Page extract.
►
Last week I went on my first Fact Finding Mission with the human rights group. We went into an area high up in the mountains to investigate human rights violations that occurred during earlier military operations.
Our group was about 30, from all of the sectors: regional groups, human rights groups, medical personal, students, women, elders. We packed into and on top of a jeep and we headed into the mountains. In the planning we were told the details. The area we where going into had been the basis of a military operation for a month earlier in the year. The community we where heading to was the worst effected. For a whole month the Armed Forces of the Philippines camped in the community, sleeping in hammocks outside of houses, sleeping on the pews in the church and on the floor of the elementary school and the dap-ay (the indigenous political meeting place). The 3 companies, with about 300 soldiers, told the locals, all 18 households, that there were NPA rebel forces in the area. That the military had to be in the area to fight those rebels. This area is hours from almost anywhere - the closest neighbors are
a kilometer down the mountain. There is more open space in this area then there is occupied land. Every high point, every house's patio even, offers you a view of the gorgeous and innumerable valleys and mountains that surround the community. And yet even with all of this open space the military had to set up their camp in the community, not beside it, not down the mountain from it, not a kilometer away - but right in the center, in the school and in the Dap-ay. They had to bring their mortar cannons into the community, and fire them at the mountains from inside the community, they had to land their helicopter in the community.
◄
Given entries.
►
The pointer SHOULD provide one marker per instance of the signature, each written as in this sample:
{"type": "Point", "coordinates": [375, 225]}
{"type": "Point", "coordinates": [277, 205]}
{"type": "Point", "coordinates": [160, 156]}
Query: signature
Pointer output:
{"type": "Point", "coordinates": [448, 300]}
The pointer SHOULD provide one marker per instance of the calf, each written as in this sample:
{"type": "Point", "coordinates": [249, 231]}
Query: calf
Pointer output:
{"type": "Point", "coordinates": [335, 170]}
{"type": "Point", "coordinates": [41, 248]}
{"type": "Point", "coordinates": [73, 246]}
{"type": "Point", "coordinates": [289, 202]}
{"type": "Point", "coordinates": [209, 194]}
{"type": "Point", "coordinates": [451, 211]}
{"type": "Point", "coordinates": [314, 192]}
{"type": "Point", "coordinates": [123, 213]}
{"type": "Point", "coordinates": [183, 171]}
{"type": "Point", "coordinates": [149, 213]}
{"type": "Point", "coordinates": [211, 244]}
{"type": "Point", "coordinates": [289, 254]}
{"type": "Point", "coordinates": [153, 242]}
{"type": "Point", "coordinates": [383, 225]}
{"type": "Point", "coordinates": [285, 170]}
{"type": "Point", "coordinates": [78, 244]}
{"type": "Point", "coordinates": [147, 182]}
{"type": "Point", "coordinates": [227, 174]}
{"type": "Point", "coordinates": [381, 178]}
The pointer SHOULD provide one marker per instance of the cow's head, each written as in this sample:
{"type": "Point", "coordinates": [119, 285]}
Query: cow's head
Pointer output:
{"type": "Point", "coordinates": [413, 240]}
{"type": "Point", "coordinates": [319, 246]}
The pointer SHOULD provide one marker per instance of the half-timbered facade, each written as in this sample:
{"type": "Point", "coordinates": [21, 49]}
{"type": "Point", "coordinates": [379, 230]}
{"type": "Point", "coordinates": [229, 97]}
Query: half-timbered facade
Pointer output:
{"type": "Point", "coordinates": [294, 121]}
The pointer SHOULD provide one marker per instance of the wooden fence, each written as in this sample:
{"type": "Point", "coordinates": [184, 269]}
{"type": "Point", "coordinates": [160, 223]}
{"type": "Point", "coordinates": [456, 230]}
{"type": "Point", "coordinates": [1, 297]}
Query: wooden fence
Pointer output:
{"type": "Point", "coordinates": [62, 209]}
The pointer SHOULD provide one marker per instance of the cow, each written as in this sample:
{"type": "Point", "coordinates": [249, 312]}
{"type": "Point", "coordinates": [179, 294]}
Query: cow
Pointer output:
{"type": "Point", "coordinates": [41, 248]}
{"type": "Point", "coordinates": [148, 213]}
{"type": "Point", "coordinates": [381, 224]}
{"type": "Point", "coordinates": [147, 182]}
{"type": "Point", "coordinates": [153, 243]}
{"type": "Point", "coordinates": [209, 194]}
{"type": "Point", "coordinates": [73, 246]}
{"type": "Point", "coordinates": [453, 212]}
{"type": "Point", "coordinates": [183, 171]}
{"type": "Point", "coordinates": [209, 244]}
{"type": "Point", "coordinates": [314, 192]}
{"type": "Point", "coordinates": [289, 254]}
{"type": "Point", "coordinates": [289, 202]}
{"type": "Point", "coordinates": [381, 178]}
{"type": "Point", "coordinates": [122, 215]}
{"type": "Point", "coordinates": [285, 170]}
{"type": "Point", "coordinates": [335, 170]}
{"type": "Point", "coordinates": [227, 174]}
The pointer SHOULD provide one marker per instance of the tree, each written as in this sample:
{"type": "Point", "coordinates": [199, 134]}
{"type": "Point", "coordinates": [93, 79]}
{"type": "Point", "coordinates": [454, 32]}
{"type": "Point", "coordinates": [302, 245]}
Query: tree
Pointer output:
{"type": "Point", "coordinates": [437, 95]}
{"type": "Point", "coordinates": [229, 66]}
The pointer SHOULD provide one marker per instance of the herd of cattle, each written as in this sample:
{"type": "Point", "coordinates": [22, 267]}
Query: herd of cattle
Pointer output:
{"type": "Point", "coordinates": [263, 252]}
◄
Problems to solve.
(a) Please copy the mission account from "Last week I" up to and including "earlier military operations.".
(b) According to the mission account, how many households lived in the community where the soldiers camped?
(c) Go on with the mission account, starting right after its last sentence.
The records have nothing to do with the mission account.

Outputs in order.
(a)
Last week I went on my first Fact Finding Mission with the human rights group. We went into an area high up in the mountains to investigate human rights violations that occurred during earlier military operations.

(b) 18 households.

(c)
They claimed to be there looking for NPA rebels. The rebels live in the mountains, that is exactly why the military continues to perform operations in the mountainous areas. But they barely spent any time searching the mountains, they searched the community houses, illegally entering, questioning and demanding to take things they suspected belonged to the NPA. These farmers had to defend their work knifes, their hunting rifles, their telescopes and clothing from being confiscated by the soldiers. Anyone with more rice then
Children's Psycho-Social Processing Workshop
The kids were asked to draw the most significant to thing to happen in their community recently. They almost all drew the helicopter and the mortars.
their families could eat in one day, anyone with more plates then the exact number of their family members and anyone with a two way radio issued by the local community security officials were accused of supporting the NPA. The people were constantly watched and were not allowed to go to their fields or into the mountains to collect the honey or the wild fruit that they feed their families. So few of their operations involved actual trips into the mountains to look for the rebels that it is a wonder the soldiers could continue saying it was why they were in the area with a strait face.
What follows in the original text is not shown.